進化を続ける「青山学院横浜英和中学高等学校」の新たな挑戦|中高一貫校

独自の教育を実践する注目の学校を紹介する本企画。今回は、神奈川県横浜市にある中高一貫の共学校「青山学院横浜英和中学高等学校」を紹介します。

同校は、キリスト教に基づく人格教育を目的に1880年に創立されました。横浜山手の地に誕生し、1916年には現在の蒔田の丘へ移転、そして100年後の2016年には青山学院大学の系属校となり、2018年からは女子校から共学校になりました。144年の歴史を持つ伝統校でありながら、常に進化を続けています。

今回は、そんな青山学院横浜英和中学高等学校の教育方針や国際教育に関連する独自の取り組みなどについて、入試広報部長の相田先生にお話を伺いました。

キリスト教の教えを将来に活かす青山学院横浜英和中学高等学校の教育理念

青山学院横浜英和中学高等学校の相田先生

▲取材に対応いただいた入試広報部長の相田先生

編集部

まずは、青山学院横浜英和中学高等学校の教育理念についてお聞かせください。

相田先生

本校は、アメリカから来日した宣教師によって、1880年に創立された学校です。キリスト教を基盤とした人格教育を目的として運営しており、校訓は「心を清め 人に仕えよ」です。

青山学院横浜英和中学高等学校の礼拝の時間

▲朝の礼拝。聖書を読み、讃美歌を歌うことから1日がスタートする

相田先生

本校では、毎朝の礼拝から1日がスタートします。6年間毎日聖書に触れる中で、キリスト教の考え方や価値観を、自分の学校生活、あるいはもっと広い意味で将来に活かしてほしいと考えています。

その上で、教育目標として「神を畏れる」「自立する」「隣人と共に生きる」の3つの柱があり、これを基にいろいろなプログラム・カリキュラムを設定しています。ここでの「神を畏れる」はキリスト教教育、「自立する」はキャリア教育、「隣人と共に生きる」はグローバル教育を意味しています。

編集部

キリスト教教育について、御校独自のプログラムやエピソードがありましたらお聞かせください。

相田先生

本校では中学1年生・2年生、高校2年生・3年生の4回、「修養会」という2泊3日の宿泊行事を行っています。

エントリー一覧 -
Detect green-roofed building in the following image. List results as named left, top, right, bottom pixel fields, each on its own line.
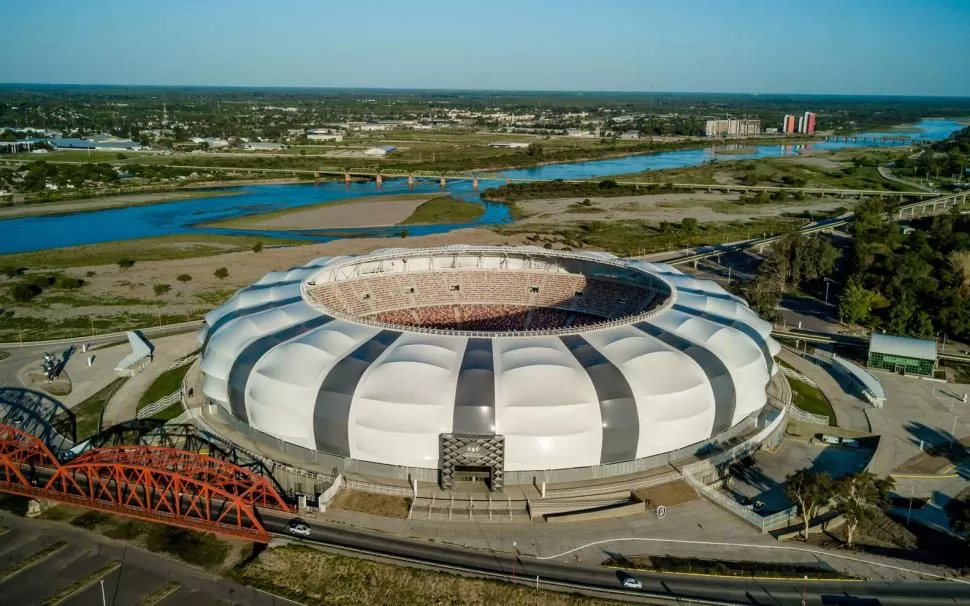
==
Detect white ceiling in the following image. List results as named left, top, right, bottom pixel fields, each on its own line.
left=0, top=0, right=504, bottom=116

出題内容 1 - 学校紹介の記事から、「同校は、キリスト教に基づく人」で始まり「相田先生にお話を伺いました。」で終わる部分をそのまま抜き出してください。
出題内容 2 - 学校紹介の記事に登場する西暦の年を、重複を除いてすべて挙げてください。

解答 1 -
同校は、キリスト教に基づく人格教育を目的に1880年に創立されました。横浜山手の地に誕生し、1916年には現在の蒔田の丘へ移転、そして100年後の2016年には青山学院大学の系属校となり、2018年からは女子校から共学校になりました。144年の歴史を持つ伝統校でありながら、常に進化を続けています。

今回は、そんな青山学院横浜英和中学高等学校の教育方針や国際教育に関連する独自の取り組みなどについて、入試広報部長の相田先生にお話を伺いました。

解答 2 - 1880年、1916年、2016年、2018年